Document segment -
·····

Music, one of worship’s most powerful and poignant voices, can offer us liminal experiences too… even singing spiritual arrangements throughout the month of February the anthem “Go where I send thee!” offers a number of remarkable departures from our more usual musical offerings. It is an exuberant gospel-style paraphrase of God’s call to us, and it is a counting song, teaching or reinforcing the number system with biblical amounts in similar fashion to meaning some attach to a Christmas song you might previously have thought was entirely secular, The Twelve Days of Christmas. From its style and character to its traditionally constant changing keys to its closing repeated ‘groove’ it leaves behind many conventions to both spirituals and sacred music writ larger. In this regard I must also mention the remarkable expansion of our usual Choral Amens tradition by Jester Hairston’s arrangement!

There is good reason to believe that liminal experiences draw us from habit, from complacency and boredom into a world of sharper relief, even if it is unfamiliar, unsettling, and perhaps even dangerous. Liminal experiences offer unquestionable value, and should be sought out, in music as well as in all parts of life – they have immense potential not just to surprise and challenge us – but indeed to teach and change – to transfigure – us.


Embedded – RPC Music Notes, Sun 16 Feb 2020

In recent decades the term ’embedded’ has been used to describe a situation where journalists are integrated into political, humanitarian and military operations in order to bring stories from distant, unpleasant and dangerous places back to the comfortable media consumer. Crucially it connotes the agency of higher authorities that perceive power in the narrative that reaches us, and value in being able to control as well as facilitate it.

Music and text offer an interesting parallel to this practice: both can carry embedded ideas and images of great power – sometimes placed at the behest of authority, and sometimes of the creator(s) (if indeed they are not one and the same). Today, let’s look at two strikingly different examples within our Black History Month-long focus on the Spiritual.

‘The Lily of the Valley’, a serene, and wistful testament to Jesus’ beauty, heaven’s riches and the seemingly mundane subject of shoes(!), is almost seemingly a propaganda piece for the slavery institution. It bears the striking allegory of Jesus as a pure, white flower (the lily is associated with beauty and purity both within and outside of the Biblical tradition, but its Easter connotation appears to be a 19th century invention), of heavenly riches beyond imagination, and the suggestion of shoes (typically denied to slaves for the enablement they provide to escape) as a mark of elective holiness and obedience.

In contrast ‘Joshua fit the Battle of Jericho’ might seem nothing more than a well-loved rock-’em, sock-’em Old Testament story of God’s triumph on behalf of his people. But burrowing a bit deeper it is a striking tale of a hopeless-looking attack and surprise vanquishment of a greatly-fortified enemy, wrapped up in the blasting of judgment-day-style trumpets. No ‘gospel shoes’ for the submissive subject here! The story of course came to enslaved Christians from the imposed Bible, but it is interesting to look at that story from their perspective, and perhaps imagine them daring to identify with the Israelites freed from bondage and led to victory.

In most cases music supports the embedded power and purpose of text; in the serenity of the ‘Lily’ example geared perhaps at submissive passivity, or the vigorous rhythms of ‘Joshua’ conveying the sound and feelings of battle.

·····

Dataset extract -
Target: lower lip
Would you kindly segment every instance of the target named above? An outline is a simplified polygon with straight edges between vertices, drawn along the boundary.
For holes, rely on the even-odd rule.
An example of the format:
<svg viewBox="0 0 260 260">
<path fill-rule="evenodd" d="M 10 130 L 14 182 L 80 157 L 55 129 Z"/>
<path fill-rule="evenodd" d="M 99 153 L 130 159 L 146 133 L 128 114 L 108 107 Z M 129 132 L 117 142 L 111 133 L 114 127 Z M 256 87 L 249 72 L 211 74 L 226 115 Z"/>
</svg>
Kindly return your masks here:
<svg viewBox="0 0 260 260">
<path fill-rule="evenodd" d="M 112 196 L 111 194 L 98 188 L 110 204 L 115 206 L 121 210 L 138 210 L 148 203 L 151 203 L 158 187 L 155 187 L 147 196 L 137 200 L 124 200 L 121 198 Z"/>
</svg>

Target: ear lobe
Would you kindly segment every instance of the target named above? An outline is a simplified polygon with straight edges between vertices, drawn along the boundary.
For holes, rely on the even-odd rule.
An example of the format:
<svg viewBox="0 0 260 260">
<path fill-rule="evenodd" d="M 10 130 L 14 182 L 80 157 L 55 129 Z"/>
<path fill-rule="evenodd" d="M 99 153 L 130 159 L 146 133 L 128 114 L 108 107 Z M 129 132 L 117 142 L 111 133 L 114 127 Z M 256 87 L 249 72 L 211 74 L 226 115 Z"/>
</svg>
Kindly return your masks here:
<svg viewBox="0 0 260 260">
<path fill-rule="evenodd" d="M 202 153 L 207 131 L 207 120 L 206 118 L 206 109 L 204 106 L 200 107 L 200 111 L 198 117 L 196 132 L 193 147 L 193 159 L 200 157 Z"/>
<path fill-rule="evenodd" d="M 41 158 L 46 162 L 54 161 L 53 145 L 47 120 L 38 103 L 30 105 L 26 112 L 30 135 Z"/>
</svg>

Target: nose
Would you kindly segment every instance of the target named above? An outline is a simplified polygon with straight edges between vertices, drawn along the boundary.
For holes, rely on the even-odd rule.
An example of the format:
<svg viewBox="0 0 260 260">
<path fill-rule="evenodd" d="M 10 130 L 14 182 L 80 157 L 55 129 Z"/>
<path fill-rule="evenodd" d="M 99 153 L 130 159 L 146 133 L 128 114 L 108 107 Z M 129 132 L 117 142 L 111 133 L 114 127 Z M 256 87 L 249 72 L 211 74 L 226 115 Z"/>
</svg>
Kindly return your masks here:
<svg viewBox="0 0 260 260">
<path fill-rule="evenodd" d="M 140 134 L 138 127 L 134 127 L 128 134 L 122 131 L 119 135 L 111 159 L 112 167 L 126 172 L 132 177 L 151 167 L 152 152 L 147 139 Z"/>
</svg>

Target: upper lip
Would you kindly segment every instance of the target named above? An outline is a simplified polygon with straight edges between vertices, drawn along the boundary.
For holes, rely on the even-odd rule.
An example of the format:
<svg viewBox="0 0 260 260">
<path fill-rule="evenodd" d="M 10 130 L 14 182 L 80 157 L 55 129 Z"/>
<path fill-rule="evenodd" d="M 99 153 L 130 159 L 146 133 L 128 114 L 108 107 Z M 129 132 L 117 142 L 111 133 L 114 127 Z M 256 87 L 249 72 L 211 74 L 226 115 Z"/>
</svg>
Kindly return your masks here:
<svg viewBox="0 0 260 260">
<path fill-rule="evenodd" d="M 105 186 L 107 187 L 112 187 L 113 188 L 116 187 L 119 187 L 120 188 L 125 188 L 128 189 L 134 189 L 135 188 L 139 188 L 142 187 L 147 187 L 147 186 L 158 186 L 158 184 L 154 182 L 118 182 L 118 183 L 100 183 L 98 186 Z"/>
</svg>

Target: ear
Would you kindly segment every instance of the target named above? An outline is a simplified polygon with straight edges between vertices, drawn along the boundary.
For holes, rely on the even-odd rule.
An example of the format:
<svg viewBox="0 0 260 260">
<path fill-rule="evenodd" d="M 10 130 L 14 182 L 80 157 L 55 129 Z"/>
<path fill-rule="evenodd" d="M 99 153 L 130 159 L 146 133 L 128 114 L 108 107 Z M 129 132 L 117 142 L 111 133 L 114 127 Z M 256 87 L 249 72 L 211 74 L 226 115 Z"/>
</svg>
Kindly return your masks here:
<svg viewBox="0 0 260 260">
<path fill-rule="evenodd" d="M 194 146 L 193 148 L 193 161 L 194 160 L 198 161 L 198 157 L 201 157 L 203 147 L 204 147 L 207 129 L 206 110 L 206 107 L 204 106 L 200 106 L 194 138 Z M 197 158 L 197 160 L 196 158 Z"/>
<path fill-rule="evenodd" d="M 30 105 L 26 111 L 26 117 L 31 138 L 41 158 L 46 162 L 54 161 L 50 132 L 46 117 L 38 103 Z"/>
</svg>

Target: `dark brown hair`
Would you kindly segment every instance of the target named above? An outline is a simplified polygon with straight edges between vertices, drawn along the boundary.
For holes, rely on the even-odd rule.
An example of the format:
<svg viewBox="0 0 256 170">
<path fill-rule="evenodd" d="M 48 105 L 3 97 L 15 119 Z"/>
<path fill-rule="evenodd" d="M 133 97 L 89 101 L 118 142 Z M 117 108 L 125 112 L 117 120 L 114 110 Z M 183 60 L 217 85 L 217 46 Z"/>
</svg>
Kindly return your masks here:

·····

Actions to take -
a – Decide whether each statement agrees with the music notes. Answer yes or no for each, and quote the deciding words.
(i) The lily's Easter connotation dates back to Biblical times.
(ii) "Go where I send thee!" is a counting song.
(iii) Slaves were typically given shoes.
b – Answer these questions from the music notes:
(i) Whose arrangement expanded the usual Choral Amens tradition?
(ii) What date is given for "Embedded – RPC Music Notes"?
(iii) At first glance, what might "Joshua fit the Battle of Jericho" seem to be?
c – Summarize the music notes in three sentences.

Expected outputs -
a –
(i) No: "its Easter connotation appears to be a 19th century invention"
(ii) Yes: "it is a counting song"
(iii) No: "typically denied to slaves for the enablement they provide to escape"

b –
(i) Jester Hairston's
(ii) Sun 16 Feb 2020
(iii) Nothing more than a well-loved rock-'em, sock-'em Old Testament story of God's triumph on behalf of his people

c – The music notes call "Go where I send thee!" an exuberant gospel-style counting song that leaves behind many conventions, and they argue that liminal experiences, in music and in all of life, should be sought out because they can teach and change us. They compare embedded journalism to the way music and text can carry powerful embedded ideas, placed there by authority or by the creators. "The Lily of the Valley" is read as almost a propaganda piece for slavery, while "Joshua fit the Battle of Jericho" tells of a surprise victory that enslaved Christians might have dared to identify with, and in both the music supports the purpose of the text.